Inspirująca się
H.P. Lovecraftem mroczna grupa idolki
NECRONOMIDOL były pionierkami tokijskiej sceny chika idolek, wyłamując się z tej nieco zaściankowej i zamkniętej niszy japońskiego przemysłu muzycznego, by przedstawić światu alternatywny obraz tego nurtu. Zagraniczne trasy koncertowe grupy stały się corocznym wydarzeniem, choć pojawienie się koronawirusa nieco to zaburzyło.
Lata pandemii były ogólnie ciężkie dla idolkowego biznesu, mocno doświadczając
NECRONOMIDOL. Środki zapobiegające rozprzestrzenianiu się COVID-19 wprowadzone przez japoński rząd zdewastowały scenę muzyki na żywo, ale jak przystało na pradawne stworzenie, grupa
działała dalej, nie zważając na to, czym rzucał w nią śmiertelny świat – czy były to odchodzące członkinie, czy też związane z pandemią zamykanie sal koncertowych i ograniczenia podróżowania.
NECRONOMIDOL była pierwszą grupą idolek, która wyruszyła za granicę, gdy Japonia otworzyła granice w 2021 roku, a w 2022 ponownie wróciła z trasą po Europie, obejmującą Niemcy, Francję i Szwecję. Przybyła także do Wielkiej Brytanii na festiwal
HYPER JAPAN, jednak sporo się zmieniło od poprzedniego występu formacji na tych targach w 2019 roku.
HYPER JAPAN przyjęło w ubiegłym roku inny format muzyki na żywo. Razem z organizatorami z Orion Live stworzono
HYPER LIVE, oddzielne show w stylu “taiban” zaplanowane na piątkowy i sobotni wieczór po głównych wydarzeniach
HYPER JAPAN. W ramach niego, zamiast indywidualnych występów przez cały dzień, zaprezentowana na raz pięciu czy sześciu artystów. Zaszczyt zakończenia sobotniego wieczoru o tematyce “alternatywnej” przypadł najnowszej odsłonie
NECRONOMIDOL, składającej się z
Himari Tsukishiro, członkini o najdłuższym stażu,
Malin Kozakury,
Meici Mochinagi i najnowszego nabytku
Hisui Kurogane, która została ogłoszona zaledwie kilka tygodni wcześniej. Aby dać wyobrażenie o wstrząsach, jaki formacja przeszła w ostatnich latach, wystarczy wspomnieć, że
Hisui jest dziesiątą nowicjuszką, jaka dołączyła do grupy od czasu debiutu
Himari w 2017 roku.

■ Twoje polecenie ■
Przepisz bez zmian część tekstu o grupie NECRONOMIDOL, zaczynając od słów „Inspirująca się” i ciągnąc aż do słów „i ograniczenia podróżowania.”.

■ Informacje ■
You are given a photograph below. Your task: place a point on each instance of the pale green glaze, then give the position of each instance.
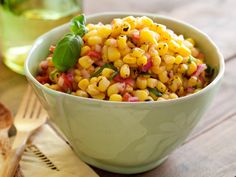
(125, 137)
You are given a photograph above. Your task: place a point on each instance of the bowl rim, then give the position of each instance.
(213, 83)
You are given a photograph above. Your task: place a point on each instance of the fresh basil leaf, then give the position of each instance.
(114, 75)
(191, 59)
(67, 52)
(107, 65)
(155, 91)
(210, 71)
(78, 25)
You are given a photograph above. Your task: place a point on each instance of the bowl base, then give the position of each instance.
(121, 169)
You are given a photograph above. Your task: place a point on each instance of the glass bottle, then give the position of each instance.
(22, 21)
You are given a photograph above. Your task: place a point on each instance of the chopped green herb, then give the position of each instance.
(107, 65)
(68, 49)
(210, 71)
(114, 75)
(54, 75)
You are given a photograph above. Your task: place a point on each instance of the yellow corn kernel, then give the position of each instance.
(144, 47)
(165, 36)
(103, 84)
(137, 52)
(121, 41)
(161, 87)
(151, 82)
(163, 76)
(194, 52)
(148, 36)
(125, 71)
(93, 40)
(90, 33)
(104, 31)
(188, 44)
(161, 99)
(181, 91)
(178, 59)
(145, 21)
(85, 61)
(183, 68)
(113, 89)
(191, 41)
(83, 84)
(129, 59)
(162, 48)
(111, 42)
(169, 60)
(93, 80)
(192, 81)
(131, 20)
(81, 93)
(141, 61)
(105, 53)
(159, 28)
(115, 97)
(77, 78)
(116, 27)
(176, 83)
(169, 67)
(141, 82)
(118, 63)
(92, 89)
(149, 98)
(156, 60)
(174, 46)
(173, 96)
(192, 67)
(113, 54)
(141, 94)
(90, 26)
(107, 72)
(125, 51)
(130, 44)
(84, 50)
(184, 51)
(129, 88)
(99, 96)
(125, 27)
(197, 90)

■ Odpowiedź do zadania ■
Inspirująca się
H.P. Lovecraftem mroczna grupa idolki
NECRONOMIDOL były pionierkami tokijskiej sceny chika idolek, wyłamując się z tej nieco zaściankowej i zamkniętej niszy japońskiego przemysłu muzycznego, by przedstawić światu alternatywny obraz tego nurtu. Zagraniczne trasy koncertowe grupy stały się corocznym wydarzeniem, choć pojawienie się koronawirusa nieco to zaburzyło.
Lata pandemii były ogólnie ciężkie dla idolkowego biznesu, mocno doświadczając
NECRONOMIDOL. Środki zapobiegające rozprzestrzenianiu się COVID-19 wprowadzone przez japoński rząd zdewastowały scenę muzyki na żywo, ale jak przystało na pradawne stworzenie, grupa
działała dalej, nie zważając na to, czym rzucał w nią śmiertelny świat – czy były to odchodzące członkinie, czy też związane z pandemią zamykanie sal koncertowych i ograniczenia podróżowania.